• _ACTIVITY_
This exercise asks for an exact copy of every entry below, with pictures omitted.

= = = = =

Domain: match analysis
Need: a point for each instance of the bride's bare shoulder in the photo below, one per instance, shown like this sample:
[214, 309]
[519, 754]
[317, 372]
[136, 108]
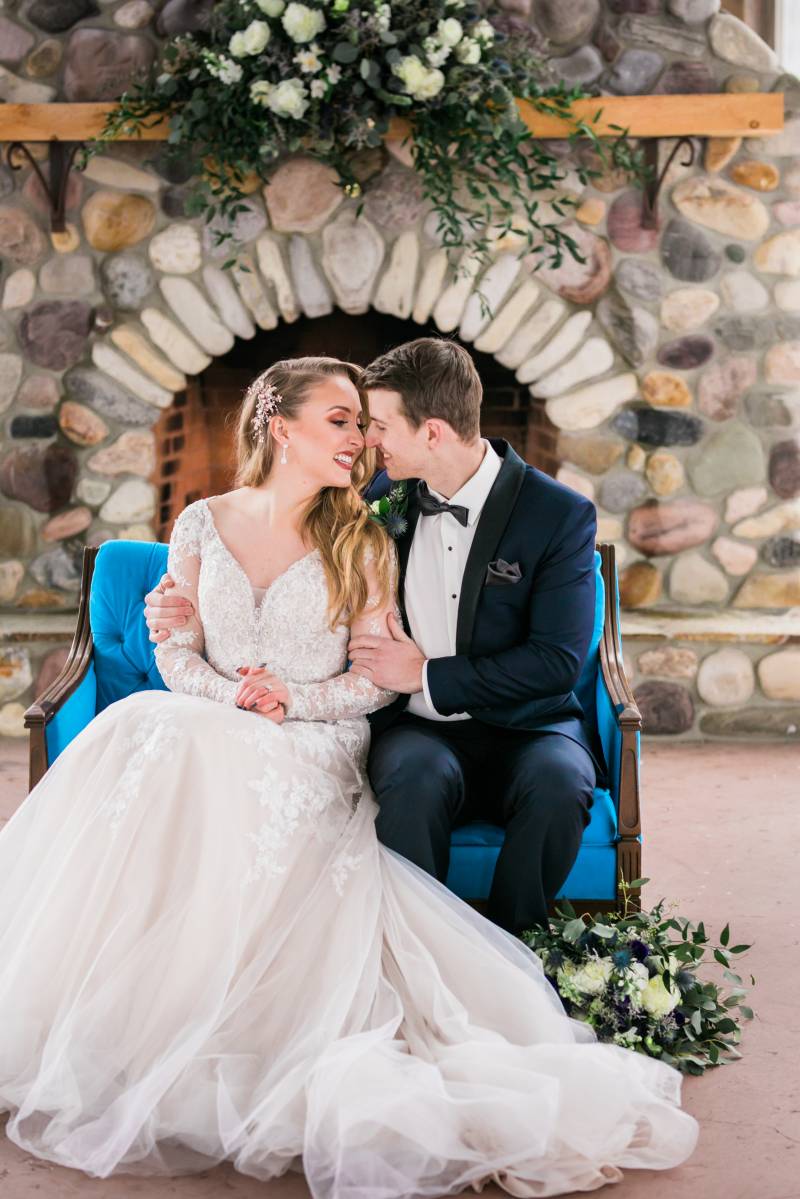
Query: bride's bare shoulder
[227, 502]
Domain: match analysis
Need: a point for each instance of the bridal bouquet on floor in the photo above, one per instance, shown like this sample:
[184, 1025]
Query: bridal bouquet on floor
[633, 977]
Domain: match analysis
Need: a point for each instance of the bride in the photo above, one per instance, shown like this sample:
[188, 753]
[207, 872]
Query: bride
[205, 952]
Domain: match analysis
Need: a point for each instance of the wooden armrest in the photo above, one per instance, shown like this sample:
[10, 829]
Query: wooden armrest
[72, 673]
[627, 715]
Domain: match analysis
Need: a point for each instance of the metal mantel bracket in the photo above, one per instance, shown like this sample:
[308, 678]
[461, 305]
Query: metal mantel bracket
[61, 156]
[651, 188]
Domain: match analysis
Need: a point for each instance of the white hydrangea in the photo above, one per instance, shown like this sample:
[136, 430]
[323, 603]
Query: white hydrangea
[301, 23]
[434, 52]
[450, 31]
[483, 31]
[421, 82]
[593, 976]
[468, 52]
[224, 70]
[251, 40]
[289, 98]
[308, 60]
[656, 999]
[259, 91]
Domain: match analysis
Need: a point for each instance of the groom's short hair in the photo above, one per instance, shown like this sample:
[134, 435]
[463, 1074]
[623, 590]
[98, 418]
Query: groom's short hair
[435, 379]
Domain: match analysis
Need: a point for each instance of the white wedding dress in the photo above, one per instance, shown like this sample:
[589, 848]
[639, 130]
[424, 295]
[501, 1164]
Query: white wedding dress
[206, 955]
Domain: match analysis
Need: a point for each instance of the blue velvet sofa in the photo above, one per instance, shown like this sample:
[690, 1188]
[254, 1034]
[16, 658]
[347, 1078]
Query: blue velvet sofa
[112, 656]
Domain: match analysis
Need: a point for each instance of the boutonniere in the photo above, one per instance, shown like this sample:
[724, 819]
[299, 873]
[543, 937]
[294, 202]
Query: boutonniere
[390, 511]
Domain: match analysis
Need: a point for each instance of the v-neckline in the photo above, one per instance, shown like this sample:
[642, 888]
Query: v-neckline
[257, 607]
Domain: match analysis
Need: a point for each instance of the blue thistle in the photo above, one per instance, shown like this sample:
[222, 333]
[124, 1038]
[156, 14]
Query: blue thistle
[396, 524]
[639, 950]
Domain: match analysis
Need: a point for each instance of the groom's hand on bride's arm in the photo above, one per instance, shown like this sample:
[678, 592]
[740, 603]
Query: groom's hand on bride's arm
[163, 612]
[394, 662]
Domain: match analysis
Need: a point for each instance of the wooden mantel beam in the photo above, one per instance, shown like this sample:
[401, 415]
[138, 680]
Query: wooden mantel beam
[644, 116]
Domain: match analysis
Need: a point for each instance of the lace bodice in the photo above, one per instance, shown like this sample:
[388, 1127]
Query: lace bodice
[288, 631]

= = = = =

• _ANSWER TO THIS TASK_
Domain: match analysis
Need: a point for each instance of the bride's bare shoulder in the photo below, one per instance, shown like this sample:
[214, 309]
[519, 754]
[317, 372]
[136, 108]
Query: bride's bare shoulder
[227, 502]
Domain: match analysis
Need: a point for each instance of the bridal bouquet on floor in the photo above, one per instance, shown like this sample:
[184, 1025]
Query: bridal bouquet on floor
[633, 977]
Domain: match analysis
Need: a point for each instance of the bride in the photo above, one per instance, shown like this sample:
[188, 753]
[207, 872]
Query: bride
[205, 952]
Domain: match analysis
Need: a point for each instance of the wooden armrest in the photo above, one per instance, shown like this sample:
[10, 829]
Query: wooden armrest
[72, 673]
[627, 715]
Domain: match analysis
Need: a point for each instance of the metal mantel bracket in the photo above, one per instance, shown like this sample:
[308, 678]
[461, 305]
Query: metal mantel bracket
[61, 156]
[651, 188]
Domain: match analysis
Need: a point for each instance of the white hydrangea in the photo above, one per instance, shown like this sample:
[136, 430]
[323, 603]
Query: white hydrangea
[301, 23]
[434, 52]
[450, 31]
[483, 31]
[421, 82]
[593, 976]
[468, 52]
[224, 70]
[251, 40]
[289, 98]
[308, 60]
[656, 999]
[259, 91]
Domain: match analysis
Need: a point for each instance of the groom's short hair in the photo above, one per instance, shown like this sample:
[134, 435]
[463, 1074]
[623, 590]
[98, 418]
Query: groom's short hair
[435, 379]
Domain: match analysis
Need: a point for each instance of the white wedding dress in the photo above, one per instance, shown like this sample:
[589, 848]
[639, 130]
[424, 295]
[501, 1164]
Query: white wedding dress
[206, 955]
Domain: match analysis
Need: a point for each instance of the blue velvet sofa in the photo above, one per instance, shown like this sample:
[690, 1188]
[254, 1034]
[16, 658]
[347, 1078]
Query: blue velvet sofa
[112, 656]
Domain: match analysis
Need: a point for each instance of the boutonniere in the photo above, one per instance, shown like this sample:
[724, 819]
[299, 873]
[543, 937]
[294, 202]
Query: boutonniere
[390, 511]
Domain: match analysis
Need: a point for each instance of the v-neckline in the photo above, one per instance, shown like this sample:
[642, 888]
Query: v-neckline
[257, 607]
Domain: match analysis
Need: a point for each instance of the blue thistle in the photo above, one per instance, shown like this sample:
[222, 333]
[124, 1038]
[156, 14]
Query: blue thistle
[396, 524]
[639, 950]
Domain: match analysis
Need: a point for each instance of the groom's hand on bride's arm in the photo above, one per instance, shown like this sample:
[678, 592]
[740, 603]
Query: groom's hand on bride's arm
[163, 612]
[394, 662]
Domain: match analysis
Need: a point for each instance of the wooden mantel beam in the photo above, one per instance, shown like this sample:
[401, 415]
[138, 680]
Query: wooden mantel beam
[644, 116]
Domain: match analysis
Need: a point for each instance of the lace bodice in the photo above, one per instance, shown like this sample:
[388, 1127]
Query: lace bodice
[288, 631]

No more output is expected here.